** EXERCISE BRIEF **
Collect every line in the items below that contains the string "grass". Matches are case-sensitive.

** SUPPLIED DATA **

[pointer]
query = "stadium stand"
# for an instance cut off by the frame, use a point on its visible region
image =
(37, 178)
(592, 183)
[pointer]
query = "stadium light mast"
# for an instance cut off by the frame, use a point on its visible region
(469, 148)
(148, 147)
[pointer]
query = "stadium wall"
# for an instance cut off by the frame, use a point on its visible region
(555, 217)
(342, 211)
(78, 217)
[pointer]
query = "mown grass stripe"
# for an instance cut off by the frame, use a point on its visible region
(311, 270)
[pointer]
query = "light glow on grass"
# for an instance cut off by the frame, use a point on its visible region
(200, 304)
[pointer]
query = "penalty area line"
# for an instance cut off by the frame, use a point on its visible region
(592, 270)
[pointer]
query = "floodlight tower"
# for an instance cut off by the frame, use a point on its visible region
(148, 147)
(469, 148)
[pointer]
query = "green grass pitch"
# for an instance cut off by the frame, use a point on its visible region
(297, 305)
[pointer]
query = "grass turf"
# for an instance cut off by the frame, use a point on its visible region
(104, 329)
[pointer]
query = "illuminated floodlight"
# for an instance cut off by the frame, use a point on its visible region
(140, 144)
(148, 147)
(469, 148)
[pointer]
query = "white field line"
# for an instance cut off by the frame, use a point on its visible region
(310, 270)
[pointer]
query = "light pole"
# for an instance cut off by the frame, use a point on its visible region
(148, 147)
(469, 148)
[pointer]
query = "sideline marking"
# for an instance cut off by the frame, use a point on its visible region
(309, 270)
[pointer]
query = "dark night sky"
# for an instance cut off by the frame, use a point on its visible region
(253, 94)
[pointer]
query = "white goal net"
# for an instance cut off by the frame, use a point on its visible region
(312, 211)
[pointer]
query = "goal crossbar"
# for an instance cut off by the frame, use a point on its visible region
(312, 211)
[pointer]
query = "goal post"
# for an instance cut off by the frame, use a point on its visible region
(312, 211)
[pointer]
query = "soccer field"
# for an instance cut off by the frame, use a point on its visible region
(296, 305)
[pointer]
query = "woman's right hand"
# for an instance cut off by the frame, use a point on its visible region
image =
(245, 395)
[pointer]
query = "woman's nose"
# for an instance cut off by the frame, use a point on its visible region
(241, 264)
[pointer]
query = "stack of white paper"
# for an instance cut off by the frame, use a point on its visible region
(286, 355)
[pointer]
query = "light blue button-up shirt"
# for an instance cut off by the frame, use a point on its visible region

** CORRECT OUTPUT **
query = "mown grass stripe"
query = "light glow on grass"
query = "green grass pitch"
query = "grass turf"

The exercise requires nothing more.